SUPPLIED PASSAGE:
BEGIN

Senator Bernie Sanders:
I want to get back to over-medication...

GLANTZ:  The issue is drawing interest on Capitol Hill. In March, Dr Robert Petzel, the VA's undersecretary for health, testified before the Senate Committee on Veterans Affairs.


Dr. Robert Petzel, undersecretary for health:
Let me deal first with opioides, which is the most dangerous in my mind of our over medication issues

GLANTZ: Petzel says the VA uses opiates only as a last resort.

Dr. Robert Petzel, undersecretary for health:
When you're not able to manage the pain in any other way, it's opioides. And then there are very careful protocols about how that prescribing should be done.

(B-Roll AG heads to Newport, Newport town, Tim Fazio)

GLANTZ: But the data shows the rate of prescriptions for opiates continues to rise. And across the country, we found veterans locked in a life and death struggle, addicted to painkillers they got from the VA.

(B-Roll Tim Fazio in kitchen, then watches TV)

GLANTZ: In Newport, New Hampshire, Tim Fazio is trying to stay clean. Fazio is a Marine Corps veteran who served in Iraq and Afghanistan. Two years after he came home, he went to the VA for help. Since then, VA doctors have provided him with nearly 4,000 oxycodone pills.

Tim Fazio, marine corps veteran:
I thought the painkillers were okay because the doctors were prescribing them to me. // If the doctors are giving it to me, I'm gonna take it, you know, and I mean [..] if it makes me feel good I'm going to take 15 of them, you know what I mean?

(Photos Fazio in Fallujah, Afghanistan)

GLANTZ: Fazio deployed to Fallujah and he survived a three-day firefight in Afghanistan. He wasn't severely wounded in the war. He says he took the pills to blot out the guilt and shame of surviving when so many of his fellow marines died after coming home. His medical records show the VA knew he was an addict, and yet continued to dole out more opiates.

GLANTZ:  At Tim's family home in Western Massachusetts, his father Mike Fazio has built a basement shrine to his family's military legacy.

MIKE FAZIO: This is my son Tim, when he - this is when he got out of boot camp, he was so proud...

GLANTZ:  Fazio says his son's life started spiraling out of control, after Tim's best friend from the marine corps died.  He encouraged Tim to get help at the local VA hospital where doctors loaded him up on painkillers.  

MIKE FAZIO: .. that was the beginning and the end for him.

GLANTZ: Tim was addicted and overdosed again and again. His parents kicked him out and he moved in with Eric Demetrion, another former Marine.

(B-Roll Tim parents, cut to AG walks to Eric Demetrion grave)

GLANTZ:  The two fed each other's addictions, and when they ran out of pills, they bought heroin. Eventually, Tim realized he needed to move out

GLANTZ: Three months later, Demetrion was dead of an overdose.

(B-Roll Fazio and friends, pill bottle)

GLANTZ:  Today, Fazio is living with his girlfriend. He's been clean for six months now, but staying off opiates hasn't been easy. .. In July -- after a violent confrontation landed him in a VA emergency room -- he was shocked when an agency doctor again prescribed Oxycodone. Tim says he filled the prescription and then stared at the bottle.

Fazio: I opened it a couple of times a day for probably three or four days to take one out. I said, if I take this I'm not going to be living where I am now. I'm going to be off and running again. They're going to send me on my way. So I flushed it.

(B-roll Tim stands outside, waits for VA van)

GLANTZ:  With his mind no longer deadened by opiates, flashbacks and anxiety make him angry and explosive. And so, despite that recent history, Fazio still turns to the VA for help. He's up early this morning, waiting for a shuttle to take him to the VA.

Fazio (inside van): My goal is to figure out where this rage, anxiety and all this is coming from when I've been sober. [..]I got to figure out where that comes from and how to cope with that, I guess.

(B-roll Tim arrives at VA hospital, exterior VA sign)
GLANTZ:  The Department of Veterans Affairs remains a refuge for Tim, he says it's a place where he can surround himself with other veterans, men and women who have survived war, only to battle addiction at home.

END

MATERIAL SUPPLIED:

BEGIN

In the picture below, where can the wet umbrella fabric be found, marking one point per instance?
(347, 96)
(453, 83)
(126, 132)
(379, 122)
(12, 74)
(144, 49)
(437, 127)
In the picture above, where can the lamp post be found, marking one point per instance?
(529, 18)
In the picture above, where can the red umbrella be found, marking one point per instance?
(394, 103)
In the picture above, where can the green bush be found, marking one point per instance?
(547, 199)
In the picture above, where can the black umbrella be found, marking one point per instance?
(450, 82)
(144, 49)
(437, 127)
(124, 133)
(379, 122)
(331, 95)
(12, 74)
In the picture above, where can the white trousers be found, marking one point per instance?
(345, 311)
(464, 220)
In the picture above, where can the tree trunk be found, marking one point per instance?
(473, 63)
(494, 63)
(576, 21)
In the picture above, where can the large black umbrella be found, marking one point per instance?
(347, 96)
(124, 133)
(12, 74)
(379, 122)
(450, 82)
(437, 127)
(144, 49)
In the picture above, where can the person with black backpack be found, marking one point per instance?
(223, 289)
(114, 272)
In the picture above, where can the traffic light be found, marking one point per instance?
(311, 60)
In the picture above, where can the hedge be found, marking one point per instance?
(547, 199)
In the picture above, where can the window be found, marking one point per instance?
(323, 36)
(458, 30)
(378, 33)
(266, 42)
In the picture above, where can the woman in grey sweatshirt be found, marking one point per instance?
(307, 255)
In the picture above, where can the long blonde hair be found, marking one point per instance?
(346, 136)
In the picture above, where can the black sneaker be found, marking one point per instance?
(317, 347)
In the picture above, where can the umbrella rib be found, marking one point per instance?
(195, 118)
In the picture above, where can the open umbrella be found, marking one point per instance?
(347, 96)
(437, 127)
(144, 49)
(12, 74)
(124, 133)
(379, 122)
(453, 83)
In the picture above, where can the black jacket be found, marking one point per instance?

END

PROBLEMS TO SOLVE:
• a. Please explain, in one to three sentences, why Tim Fazio flushed the Oxycodone he was prescribed in July, according to the transcript.
• b. How many oxycodone pills have VA doctors provided to Tim Fazio, according to the transcript?
The rows have no connection to the transcript.

TASK SOLUTIONS:
• a. Fazio believed that taking a pill would cost him the place where he was living and set him "off and running again." He also expected that "they're going to send me on my way," so he flushed the pills instead.

• b. Nearly 4,000.